SET PROBLEM
Reproduce the listing verbatim from its beginning through the line containing "256,394 -> 420,431", including that line, and leave the pictures out.

[Records from a collection]
________________
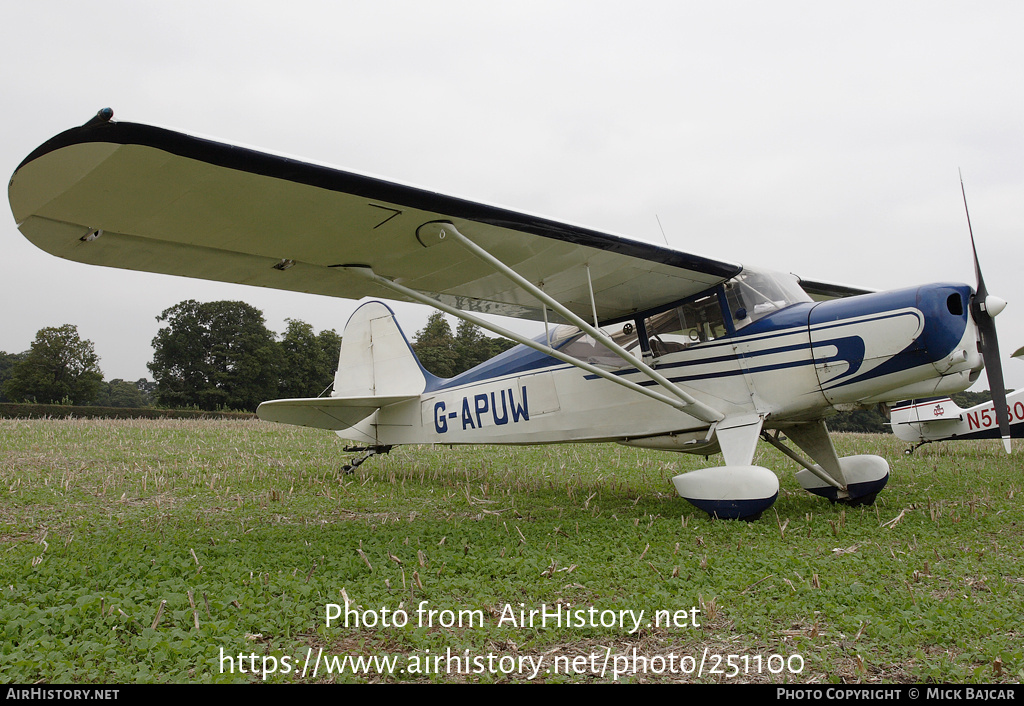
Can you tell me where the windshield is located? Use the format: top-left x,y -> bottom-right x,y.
725,269 -> 811,329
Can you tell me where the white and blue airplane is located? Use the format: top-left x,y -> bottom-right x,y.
889,348 -> 1024,454
8,109 -> 1010,518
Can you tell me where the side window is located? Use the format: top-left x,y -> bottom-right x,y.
644,292 -> 728,358
555,322 -> 640,369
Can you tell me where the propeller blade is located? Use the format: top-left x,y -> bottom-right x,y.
961,174 -> 1010,454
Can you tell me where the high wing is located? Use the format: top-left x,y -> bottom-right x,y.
8,111 -> 741,321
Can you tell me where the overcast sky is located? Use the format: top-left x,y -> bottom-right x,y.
0,0 -> 1024,388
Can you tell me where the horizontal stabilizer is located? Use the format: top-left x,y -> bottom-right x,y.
256,394 -> 420,431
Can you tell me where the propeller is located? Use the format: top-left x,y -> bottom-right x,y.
961,174 -> 1010,454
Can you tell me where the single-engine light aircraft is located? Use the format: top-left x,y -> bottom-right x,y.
890,348 -> 1024,454
8,109 -> 1010,518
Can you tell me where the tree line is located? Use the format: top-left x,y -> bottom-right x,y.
0,299 -> 512,411
0,299 -> 990,426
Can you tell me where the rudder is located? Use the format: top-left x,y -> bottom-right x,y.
333,301 -> 429,398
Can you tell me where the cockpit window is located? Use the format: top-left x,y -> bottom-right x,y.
725,269 -> 811,329
549,322 -> 640,369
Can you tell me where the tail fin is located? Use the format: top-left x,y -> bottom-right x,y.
334,301 -> 429,398
889,398 -> 964,442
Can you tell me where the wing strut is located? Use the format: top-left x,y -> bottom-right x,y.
416,221 -> 725,424
337,264 -> 725,423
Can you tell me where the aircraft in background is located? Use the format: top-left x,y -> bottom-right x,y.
8,109 -> 1010,518
890,347 -> 1024,454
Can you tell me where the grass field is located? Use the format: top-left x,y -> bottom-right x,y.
________________
RESPONSE TO THE TASK
Can you tell me where the windshield is located? Use the format: top-left x,y -> bottom-right x,y.
725,269 -> 811,329
Can you tell me where the white and blue airplane is located? Use the format: top-left x,y -> bottom-right x,y.
889,348 -> 1024,454
8,109 -> 1010,518
Can you tell me where the side window is located? Use the format: top-left x,y -> bottom-right x,y.
644,292 -> 728,358
555,322 -> 640,369
Can you tell me where the propeller blade is located? Use the format: top-left x,y -> bottom-right x,y.
961,174 -> 1010,454
Can you tell me where the high wing is located? Use the format: top-left x,y -> bottom-right x,y.
8,111 -> 741,321
Can you tell me where the overcast sky is located? Use the format: top-left x,y -> bottom-right x,y.
0,0 -> 1024,388
Can you tell me where the horizontal stabilizer is located? Use the format: top-left x,y -> bottom-right x,y.
256,394 -> 420,431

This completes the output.